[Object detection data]
>>>>

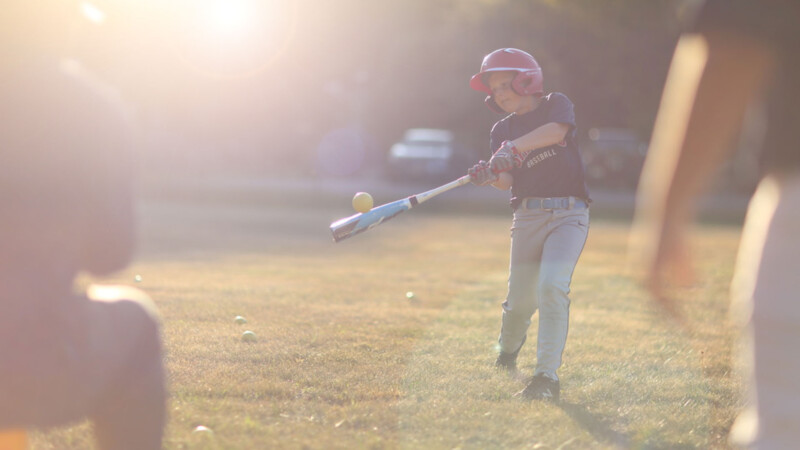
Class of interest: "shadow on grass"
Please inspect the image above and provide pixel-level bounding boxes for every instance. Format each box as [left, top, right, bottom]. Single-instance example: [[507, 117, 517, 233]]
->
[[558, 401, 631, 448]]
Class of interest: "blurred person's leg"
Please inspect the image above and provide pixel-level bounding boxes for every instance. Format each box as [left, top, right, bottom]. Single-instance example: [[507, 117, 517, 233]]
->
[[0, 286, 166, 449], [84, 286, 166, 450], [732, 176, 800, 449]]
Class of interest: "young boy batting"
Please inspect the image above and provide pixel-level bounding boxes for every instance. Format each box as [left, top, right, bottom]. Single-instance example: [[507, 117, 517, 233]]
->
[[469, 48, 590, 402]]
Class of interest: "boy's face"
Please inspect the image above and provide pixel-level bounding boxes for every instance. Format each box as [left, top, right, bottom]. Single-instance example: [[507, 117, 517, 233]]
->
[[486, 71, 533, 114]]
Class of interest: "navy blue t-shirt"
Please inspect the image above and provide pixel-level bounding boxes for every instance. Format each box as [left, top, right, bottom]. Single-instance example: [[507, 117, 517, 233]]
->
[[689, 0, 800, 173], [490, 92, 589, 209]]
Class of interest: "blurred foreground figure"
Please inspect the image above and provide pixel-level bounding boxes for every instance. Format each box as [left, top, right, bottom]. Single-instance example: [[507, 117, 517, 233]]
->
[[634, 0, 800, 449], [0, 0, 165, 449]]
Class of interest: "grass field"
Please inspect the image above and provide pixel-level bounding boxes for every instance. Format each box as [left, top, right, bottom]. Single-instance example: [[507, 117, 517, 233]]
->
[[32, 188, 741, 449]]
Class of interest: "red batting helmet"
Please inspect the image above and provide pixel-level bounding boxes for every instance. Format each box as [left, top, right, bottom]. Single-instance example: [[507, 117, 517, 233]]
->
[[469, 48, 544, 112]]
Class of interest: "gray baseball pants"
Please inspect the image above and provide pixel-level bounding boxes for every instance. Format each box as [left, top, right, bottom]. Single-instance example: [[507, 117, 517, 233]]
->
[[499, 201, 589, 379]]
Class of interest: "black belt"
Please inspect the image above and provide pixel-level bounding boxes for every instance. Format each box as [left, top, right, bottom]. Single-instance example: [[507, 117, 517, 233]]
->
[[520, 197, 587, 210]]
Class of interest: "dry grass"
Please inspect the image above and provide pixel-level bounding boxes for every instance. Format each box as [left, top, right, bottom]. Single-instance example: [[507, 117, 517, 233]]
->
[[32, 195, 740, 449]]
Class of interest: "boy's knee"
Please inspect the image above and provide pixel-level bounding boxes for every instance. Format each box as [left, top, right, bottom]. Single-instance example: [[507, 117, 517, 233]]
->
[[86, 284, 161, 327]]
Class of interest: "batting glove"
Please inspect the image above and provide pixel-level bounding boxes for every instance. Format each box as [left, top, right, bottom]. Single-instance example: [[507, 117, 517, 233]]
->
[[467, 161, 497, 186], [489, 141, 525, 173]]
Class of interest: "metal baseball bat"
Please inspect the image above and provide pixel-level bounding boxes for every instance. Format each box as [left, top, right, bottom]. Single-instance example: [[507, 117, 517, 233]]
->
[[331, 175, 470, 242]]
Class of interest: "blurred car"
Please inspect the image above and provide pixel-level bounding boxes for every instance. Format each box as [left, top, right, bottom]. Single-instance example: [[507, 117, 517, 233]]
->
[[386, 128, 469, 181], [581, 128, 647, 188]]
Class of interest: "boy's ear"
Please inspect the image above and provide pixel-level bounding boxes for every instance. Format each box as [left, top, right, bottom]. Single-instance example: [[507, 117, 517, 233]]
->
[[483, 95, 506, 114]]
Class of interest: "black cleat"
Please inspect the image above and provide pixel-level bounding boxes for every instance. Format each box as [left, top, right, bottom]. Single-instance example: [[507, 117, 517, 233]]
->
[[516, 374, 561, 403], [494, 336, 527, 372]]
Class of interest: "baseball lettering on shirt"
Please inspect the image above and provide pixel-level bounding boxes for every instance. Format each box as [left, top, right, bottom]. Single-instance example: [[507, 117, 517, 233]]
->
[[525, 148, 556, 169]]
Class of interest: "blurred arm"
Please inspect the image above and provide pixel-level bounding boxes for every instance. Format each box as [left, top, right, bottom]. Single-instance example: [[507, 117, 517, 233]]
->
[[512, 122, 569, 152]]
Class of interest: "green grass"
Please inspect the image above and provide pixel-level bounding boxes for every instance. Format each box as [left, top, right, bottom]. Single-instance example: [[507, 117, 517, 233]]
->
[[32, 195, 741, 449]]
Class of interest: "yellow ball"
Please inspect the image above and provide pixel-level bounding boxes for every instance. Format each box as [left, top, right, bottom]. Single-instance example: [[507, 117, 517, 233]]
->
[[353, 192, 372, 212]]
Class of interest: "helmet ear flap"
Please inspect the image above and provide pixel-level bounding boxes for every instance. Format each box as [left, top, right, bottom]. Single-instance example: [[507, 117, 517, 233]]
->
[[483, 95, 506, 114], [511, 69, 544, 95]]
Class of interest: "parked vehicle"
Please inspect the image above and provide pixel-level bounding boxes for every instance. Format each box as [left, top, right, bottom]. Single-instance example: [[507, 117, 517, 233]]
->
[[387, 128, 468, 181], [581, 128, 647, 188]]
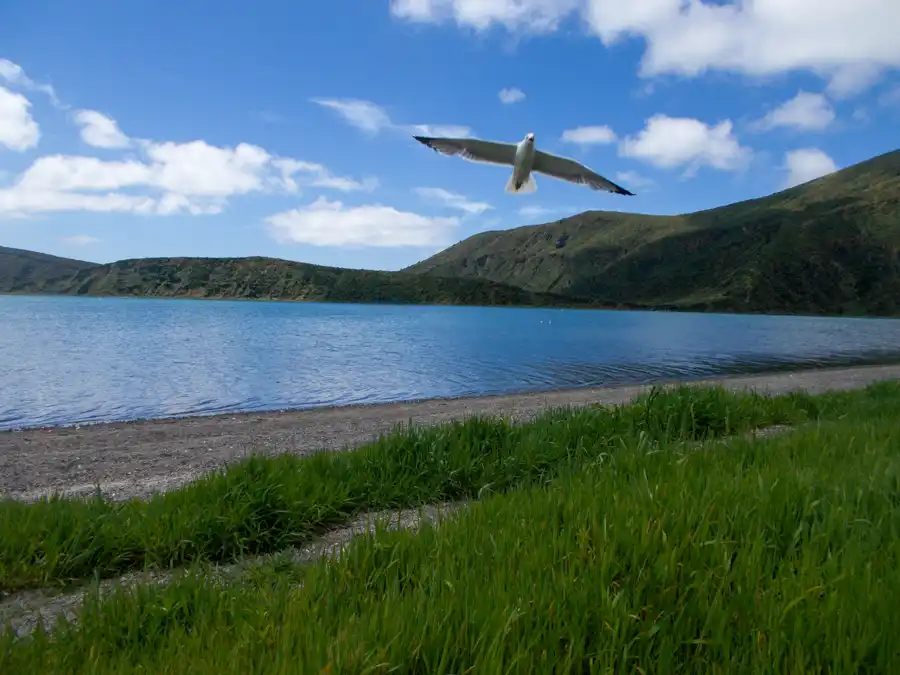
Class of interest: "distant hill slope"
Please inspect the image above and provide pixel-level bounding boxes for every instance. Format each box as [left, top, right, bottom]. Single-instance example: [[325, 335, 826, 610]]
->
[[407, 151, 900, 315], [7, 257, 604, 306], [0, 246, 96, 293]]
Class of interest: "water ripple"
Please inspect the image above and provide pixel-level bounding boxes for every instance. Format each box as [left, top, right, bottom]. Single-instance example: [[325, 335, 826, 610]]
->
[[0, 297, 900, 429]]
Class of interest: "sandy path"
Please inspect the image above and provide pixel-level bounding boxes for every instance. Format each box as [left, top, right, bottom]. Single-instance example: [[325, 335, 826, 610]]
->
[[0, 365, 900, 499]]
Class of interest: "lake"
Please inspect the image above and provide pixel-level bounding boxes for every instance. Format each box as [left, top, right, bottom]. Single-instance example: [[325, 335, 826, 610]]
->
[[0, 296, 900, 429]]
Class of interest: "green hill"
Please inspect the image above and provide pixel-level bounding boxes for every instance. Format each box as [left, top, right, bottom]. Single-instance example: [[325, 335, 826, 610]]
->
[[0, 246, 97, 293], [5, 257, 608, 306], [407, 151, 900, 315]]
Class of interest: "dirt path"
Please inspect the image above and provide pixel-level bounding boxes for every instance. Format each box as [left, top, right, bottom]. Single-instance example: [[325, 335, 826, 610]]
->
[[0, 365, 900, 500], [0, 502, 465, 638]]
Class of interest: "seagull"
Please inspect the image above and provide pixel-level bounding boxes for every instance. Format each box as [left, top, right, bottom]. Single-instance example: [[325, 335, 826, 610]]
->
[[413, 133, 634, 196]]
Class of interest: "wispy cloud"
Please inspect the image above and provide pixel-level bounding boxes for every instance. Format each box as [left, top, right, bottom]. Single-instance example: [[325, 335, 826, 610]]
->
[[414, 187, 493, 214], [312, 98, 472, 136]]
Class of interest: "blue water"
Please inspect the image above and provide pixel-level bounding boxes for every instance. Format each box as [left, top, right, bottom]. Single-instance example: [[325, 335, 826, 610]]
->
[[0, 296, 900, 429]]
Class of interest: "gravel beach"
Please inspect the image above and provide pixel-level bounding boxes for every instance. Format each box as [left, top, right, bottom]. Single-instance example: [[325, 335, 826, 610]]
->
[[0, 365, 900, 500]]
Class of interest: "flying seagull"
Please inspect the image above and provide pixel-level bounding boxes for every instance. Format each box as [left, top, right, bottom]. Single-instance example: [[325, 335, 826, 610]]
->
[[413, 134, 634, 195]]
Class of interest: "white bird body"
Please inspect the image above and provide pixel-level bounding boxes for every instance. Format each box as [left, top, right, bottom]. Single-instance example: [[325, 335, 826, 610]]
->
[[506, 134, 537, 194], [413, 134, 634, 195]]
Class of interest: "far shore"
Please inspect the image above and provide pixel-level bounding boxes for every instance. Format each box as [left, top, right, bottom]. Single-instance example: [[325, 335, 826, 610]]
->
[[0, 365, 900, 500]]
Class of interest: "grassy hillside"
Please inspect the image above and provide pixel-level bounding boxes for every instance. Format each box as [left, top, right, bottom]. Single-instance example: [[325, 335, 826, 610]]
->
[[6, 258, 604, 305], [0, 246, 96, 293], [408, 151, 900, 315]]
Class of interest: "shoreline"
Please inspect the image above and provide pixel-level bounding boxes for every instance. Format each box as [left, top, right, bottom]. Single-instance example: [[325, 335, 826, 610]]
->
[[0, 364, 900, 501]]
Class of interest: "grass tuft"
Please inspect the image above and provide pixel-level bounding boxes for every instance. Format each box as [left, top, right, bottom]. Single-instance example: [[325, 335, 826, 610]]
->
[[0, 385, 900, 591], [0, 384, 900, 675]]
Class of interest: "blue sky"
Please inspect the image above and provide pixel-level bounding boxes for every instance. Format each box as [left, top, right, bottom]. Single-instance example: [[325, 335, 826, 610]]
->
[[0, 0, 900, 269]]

<<<<

● **Job**
Write out again the lines from the very start of the rows through the line that contains "[[469, 48, 590, 402]]", including that line, and replace "Class of interest" with "Target class" while keeping everything else the same. Please leave the pictures out.

● **Response to this task**
Target class: "shadow on grass"
Please inspect the image above and provide pixel-level bounding boxes for every instance. Format each box as [left, top, right, bottom]. Single-instance example: [[507, 117, 517, 233]]
->
[[558, 401, 631, 448]]
Target class: "blurred person's leg"
Please inspect the image above and provide pixel-level bounding boxes for every instance. Format each box as [left, top, right, bottom]. Single-instance example: [[507, 117, 517, 233]]
->
[[0, 286, 166, 449], [84, 286, 166, 450], [732, 176, 800, 449]]
Target class: "young boy batting"
Please inspect the image above and provide pixel-level bounding boxes for every instance. Format each box as [left, top, right, bottom]. Single-instance example: [[507, 117, 517, 233]]
->
[[469, 48, 590, 402]]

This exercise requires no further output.